- _AIM_
Count the lines below that contain the word "border", and reply with that number alone.

- _Box-labeled dataset extracts_
— begin —

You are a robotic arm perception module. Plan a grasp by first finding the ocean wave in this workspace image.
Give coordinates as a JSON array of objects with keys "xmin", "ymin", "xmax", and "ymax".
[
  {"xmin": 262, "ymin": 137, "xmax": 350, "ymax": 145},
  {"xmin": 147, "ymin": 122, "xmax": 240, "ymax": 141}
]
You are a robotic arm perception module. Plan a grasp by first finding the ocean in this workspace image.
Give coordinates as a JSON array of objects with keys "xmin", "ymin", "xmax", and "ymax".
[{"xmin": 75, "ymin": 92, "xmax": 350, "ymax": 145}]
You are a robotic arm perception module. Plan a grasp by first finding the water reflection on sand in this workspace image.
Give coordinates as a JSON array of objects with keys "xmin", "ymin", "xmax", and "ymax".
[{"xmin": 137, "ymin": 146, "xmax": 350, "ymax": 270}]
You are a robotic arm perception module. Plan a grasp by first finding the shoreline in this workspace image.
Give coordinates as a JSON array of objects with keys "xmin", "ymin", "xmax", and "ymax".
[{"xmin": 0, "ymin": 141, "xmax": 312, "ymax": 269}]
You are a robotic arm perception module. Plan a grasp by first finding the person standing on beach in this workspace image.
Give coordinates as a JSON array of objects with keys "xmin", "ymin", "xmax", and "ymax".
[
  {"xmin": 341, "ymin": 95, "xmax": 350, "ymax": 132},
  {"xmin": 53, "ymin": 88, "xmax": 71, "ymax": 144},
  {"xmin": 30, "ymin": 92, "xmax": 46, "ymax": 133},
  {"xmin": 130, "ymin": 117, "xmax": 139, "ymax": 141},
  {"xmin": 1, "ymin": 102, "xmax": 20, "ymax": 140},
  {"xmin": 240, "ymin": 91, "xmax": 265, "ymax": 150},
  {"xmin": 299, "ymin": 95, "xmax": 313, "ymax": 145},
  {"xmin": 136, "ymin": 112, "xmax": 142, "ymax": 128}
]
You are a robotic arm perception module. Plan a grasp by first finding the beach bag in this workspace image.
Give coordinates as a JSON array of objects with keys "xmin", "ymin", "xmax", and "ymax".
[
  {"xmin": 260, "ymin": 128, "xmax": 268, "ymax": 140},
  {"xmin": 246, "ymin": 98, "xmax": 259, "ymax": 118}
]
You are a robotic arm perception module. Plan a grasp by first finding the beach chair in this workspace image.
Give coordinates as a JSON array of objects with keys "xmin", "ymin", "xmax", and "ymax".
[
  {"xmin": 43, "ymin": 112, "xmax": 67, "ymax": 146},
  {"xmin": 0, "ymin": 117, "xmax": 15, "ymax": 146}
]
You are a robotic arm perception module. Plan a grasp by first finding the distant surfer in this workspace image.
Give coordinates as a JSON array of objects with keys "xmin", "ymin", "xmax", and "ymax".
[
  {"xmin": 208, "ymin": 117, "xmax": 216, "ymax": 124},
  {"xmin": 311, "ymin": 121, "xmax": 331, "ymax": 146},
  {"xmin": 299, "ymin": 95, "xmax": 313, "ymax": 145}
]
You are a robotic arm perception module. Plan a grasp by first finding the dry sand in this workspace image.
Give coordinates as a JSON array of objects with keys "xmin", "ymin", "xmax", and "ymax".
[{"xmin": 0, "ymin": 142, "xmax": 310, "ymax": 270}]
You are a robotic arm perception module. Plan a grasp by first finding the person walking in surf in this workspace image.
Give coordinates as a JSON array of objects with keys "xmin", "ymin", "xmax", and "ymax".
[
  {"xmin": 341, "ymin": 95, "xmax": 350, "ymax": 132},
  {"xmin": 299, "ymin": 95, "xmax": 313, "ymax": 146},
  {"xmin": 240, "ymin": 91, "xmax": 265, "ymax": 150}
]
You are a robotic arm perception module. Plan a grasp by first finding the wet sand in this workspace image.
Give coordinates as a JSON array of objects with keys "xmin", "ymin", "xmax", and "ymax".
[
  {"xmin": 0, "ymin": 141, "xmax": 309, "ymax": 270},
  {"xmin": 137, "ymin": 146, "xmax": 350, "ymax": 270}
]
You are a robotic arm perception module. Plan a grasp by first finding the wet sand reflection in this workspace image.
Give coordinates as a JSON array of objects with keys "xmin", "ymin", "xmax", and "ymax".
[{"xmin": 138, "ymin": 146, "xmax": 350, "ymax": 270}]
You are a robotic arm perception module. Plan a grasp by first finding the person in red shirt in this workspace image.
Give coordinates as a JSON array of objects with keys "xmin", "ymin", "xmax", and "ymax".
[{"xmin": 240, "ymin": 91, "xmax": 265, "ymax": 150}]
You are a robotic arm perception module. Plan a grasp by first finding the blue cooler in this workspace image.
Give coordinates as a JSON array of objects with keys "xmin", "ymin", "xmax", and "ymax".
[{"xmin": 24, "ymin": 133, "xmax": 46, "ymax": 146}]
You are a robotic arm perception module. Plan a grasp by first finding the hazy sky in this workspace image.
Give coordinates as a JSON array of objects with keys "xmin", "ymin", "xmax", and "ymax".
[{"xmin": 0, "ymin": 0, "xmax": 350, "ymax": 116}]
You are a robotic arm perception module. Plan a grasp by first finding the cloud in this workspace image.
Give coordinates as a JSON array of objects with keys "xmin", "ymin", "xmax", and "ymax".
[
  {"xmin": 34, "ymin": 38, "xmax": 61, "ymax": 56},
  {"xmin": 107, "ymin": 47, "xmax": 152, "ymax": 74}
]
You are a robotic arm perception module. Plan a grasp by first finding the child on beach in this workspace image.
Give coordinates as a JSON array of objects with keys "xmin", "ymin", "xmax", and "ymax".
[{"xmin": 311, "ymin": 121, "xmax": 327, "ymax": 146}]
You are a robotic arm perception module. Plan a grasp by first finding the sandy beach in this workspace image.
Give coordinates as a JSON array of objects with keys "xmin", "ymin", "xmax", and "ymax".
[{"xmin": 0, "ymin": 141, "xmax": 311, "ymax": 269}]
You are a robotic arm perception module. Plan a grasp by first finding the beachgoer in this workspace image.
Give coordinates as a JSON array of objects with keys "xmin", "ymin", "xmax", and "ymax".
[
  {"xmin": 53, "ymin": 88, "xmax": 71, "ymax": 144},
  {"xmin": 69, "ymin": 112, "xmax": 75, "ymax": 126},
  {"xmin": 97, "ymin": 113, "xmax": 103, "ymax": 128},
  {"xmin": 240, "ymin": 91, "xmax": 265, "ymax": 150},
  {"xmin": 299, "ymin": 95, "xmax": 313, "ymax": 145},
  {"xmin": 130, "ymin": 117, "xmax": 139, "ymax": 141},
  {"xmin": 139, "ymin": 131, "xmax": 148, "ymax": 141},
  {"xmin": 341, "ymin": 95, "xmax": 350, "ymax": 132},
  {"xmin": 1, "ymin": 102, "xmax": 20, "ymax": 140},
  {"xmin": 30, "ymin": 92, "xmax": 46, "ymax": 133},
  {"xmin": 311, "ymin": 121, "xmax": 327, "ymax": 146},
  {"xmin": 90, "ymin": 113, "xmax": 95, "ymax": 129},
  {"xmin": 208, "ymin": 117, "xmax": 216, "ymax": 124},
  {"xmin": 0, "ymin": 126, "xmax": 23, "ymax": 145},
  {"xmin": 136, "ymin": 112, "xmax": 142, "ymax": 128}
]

— end —
— begin —

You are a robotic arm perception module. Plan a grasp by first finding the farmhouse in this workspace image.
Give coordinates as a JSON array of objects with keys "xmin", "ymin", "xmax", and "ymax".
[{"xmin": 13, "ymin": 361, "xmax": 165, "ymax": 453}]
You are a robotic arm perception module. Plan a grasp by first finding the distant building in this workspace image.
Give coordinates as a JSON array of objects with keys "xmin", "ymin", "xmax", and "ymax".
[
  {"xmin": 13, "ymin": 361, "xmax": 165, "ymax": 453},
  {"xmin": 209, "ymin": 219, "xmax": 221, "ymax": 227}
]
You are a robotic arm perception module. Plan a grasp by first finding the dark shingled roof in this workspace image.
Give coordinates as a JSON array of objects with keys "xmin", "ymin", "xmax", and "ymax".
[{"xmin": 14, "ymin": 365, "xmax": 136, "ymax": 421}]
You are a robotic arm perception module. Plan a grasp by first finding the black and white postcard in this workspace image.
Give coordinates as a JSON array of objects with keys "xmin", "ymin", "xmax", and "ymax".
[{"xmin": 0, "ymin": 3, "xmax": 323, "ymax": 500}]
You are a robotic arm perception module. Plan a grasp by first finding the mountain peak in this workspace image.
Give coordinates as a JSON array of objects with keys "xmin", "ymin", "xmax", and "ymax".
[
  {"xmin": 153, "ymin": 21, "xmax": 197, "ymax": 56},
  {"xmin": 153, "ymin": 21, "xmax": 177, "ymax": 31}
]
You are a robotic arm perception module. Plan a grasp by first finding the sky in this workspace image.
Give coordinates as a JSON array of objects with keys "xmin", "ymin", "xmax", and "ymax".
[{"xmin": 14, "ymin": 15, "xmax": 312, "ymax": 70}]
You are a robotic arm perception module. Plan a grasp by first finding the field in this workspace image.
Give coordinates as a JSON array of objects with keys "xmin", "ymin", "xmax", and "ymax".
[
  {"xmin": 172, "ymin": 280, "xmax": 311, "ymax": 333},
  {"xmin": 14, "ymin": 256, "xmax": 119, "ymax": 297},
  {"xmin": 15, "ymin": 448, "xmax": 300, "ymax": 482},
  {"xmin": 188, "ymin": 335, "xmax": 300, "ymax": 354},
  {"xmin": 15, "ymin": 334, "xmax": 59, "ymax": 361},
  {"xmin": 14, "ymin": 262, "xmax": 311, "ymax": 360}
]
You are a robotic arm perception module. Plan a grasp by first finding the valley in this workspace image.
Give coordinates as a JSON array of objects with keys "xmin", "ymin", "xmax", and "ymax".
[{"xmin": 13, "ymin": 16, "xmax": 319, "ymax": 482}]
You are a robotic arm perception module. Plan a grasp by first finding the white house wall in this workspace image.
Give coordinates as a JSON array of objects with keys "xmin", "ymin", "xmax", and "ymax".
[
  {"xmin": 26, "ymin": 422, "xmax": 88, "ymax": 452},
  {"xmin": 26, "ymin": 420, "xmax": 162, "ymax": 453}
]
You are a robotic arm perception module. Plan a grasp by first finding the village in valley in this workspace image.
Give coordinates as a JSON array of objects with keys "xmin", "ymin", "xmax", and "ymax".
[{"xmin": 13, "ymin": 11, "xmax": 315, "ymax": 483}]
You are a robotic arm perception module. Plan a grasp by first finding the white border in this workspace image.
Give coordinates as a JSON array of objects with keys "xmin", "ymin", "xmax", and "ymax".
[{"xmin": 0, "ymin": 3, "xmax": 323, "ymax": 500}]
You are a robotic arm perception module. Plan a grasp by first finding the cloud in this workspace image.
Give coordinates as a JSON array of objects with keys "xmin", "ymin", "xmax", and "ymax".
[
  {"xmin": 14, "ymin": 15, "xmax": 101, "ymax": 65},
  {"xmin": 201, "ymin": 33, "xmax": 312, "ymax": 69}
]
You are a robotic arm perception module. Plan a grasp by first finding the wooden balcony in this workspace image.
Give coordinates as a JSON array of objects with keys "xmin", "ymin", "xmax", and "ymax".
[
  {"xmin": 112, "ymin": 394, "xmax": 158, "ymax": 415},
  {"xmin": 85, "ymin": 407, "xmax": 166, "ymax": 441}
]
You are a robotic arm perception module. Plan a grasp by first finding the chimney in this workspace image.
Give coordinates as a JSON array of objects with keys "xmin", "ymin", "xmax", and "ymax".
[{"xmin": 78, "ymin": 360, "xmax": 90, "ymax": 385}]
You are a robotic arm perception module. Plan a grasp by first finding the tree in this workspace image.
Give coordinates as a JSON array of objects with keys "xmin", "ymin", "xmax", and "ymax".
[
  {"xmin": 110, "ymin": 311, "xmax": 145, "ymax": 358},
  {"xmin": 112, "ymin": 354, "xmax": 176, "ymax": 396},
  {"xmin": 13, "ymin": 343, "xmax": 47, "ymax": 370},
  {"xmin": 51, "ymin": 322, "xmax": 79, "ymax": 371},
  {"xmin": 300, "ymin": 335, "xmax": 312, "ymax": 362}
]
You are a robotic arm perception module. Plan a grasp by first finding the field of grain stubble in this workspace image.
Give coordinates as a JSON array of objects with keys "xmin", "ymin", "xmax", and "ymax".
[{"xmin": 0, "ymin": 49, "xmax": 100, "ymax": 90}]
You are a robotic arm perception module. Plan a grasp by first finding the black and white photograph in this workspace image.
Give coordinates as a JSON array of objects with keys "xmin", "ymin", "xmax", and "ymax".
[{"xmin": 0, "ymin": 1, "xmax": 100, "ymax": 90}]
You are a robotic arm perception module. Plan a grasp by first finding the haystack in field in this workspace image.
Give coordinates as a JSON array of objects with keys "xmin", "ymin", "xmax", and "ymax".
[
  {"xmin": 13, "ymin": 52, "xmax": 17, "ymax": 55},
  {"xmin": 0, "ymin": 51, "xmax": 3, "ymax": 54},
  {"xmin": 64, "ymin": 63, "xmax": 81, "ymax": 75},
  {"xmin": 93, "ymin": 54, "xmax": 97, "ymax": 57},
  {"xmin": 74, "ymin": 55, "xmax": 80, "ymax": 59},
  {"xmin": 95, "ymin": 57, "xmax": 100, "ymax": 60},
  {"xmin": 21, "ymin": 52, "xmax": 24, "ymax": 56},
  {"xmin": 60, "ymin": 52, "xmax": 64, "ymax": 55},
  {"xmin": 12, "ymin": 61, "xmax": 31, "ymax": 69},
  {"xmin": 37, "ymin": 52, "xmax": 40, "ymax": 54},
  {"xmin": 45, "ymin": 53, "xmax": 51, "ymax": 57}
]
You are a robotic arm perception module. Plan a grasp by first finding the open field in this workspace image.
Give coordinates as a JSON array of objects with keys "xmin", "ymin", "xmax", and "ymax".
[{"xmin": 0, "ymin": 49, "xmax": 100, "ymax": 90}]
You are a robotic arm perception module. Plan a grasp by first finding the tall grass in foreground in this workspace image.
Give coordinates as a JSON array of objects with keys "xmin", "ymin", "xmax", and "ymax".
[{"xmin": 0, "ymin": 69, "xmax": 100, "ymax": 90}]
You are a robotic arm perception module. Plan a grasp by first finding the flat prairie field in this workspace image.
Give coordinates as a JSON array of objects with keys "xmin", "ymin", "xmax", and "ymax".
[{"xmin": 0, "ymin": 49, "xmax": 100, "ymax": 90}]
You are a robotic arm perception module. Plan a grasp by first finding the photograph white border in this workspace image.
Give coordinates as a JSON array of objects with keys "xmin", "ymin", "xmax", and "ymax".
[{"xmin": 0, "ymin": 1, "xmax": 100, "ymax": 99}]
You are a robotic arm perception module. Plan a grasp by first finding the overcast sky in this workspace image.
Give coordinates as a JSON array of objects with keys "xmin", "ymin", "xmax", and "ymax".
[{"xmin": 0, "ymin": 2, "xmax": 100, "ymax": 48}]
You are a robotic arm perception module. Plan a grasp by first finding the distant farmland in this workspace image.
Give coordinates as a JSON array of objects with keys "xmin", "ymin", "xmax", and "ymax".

— end —

- _TASK SOLUTION_
2